* _WHAT TO WORK ON_
A – Transcribe the Little Nemo post between "What I did not" and "co-director, William Hurtz.", inclusive.
B – In the Little Nemo post, what role did Jean Giraud hold on the film?

Begin EXCERPT

Finding McCay's Nemo.

Yesterday was the 112th anniversary of the strip, Little Nemo in Slumberland. When the movie came out, I loved it and gave a VHS copy to my niece when she was 5 or so. She watched it often and I watched it with her when I visited.

What I did not know is that it was a Japanese/American co-production. Ray Bradbury created the concept for screen, Brian Froud was among the design developers, Jean "Moebious" (sic.) Giraud was the Conceptual Designer and that both Hayao Miyazaki and Isao Takahata of Ghibli fame were once involved in the project. The Japanese side of things went to TMS Entertainment's and here is their version of Little Nemo.

If you can read Japanese, here is a synopsis:

The pamphlet includes a write up on creator Winsor Zeric McCay (actually Zenas Winsor McCay but I can forgive the translator) and a copy of one of the strips

There's an interview with co-director, William Hurtz.

Here's the rest of the cast and staff:

By a wacky coincidence, this is what the tea I bought was called.

End EXCERPT
Begin DATASET EXTRACT

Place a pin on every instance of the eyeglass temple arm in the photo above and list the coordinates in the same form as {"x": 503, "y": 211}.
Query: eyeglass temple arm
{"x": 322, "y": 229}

End DATASET EXTRACT

* _SOLUTION SET_
A –
What I did not know is that it was a Japanese/American co-production. Ray Bradbury created the concept for screen, Brian Froud was among the design developers, Jean "Moebious" (sic.) Giraud was the Conceptual Designer and that both Hayao Miyazaki and Isao Takahata of Ghibli fame were once involved in the project. The Japanese side of things went to TMS Entertainment's and here is their version of Little Nemo.

If you can read Japanese, here is a synopsis:

The pamphlet includes a write up on creator Winsor Zeric McCay (actually Zenas Winsor McCay but I can forgive the translator) and a copy of one of the strips

There's an interview with co-director, William Hurtz.

B – Conceptual Designer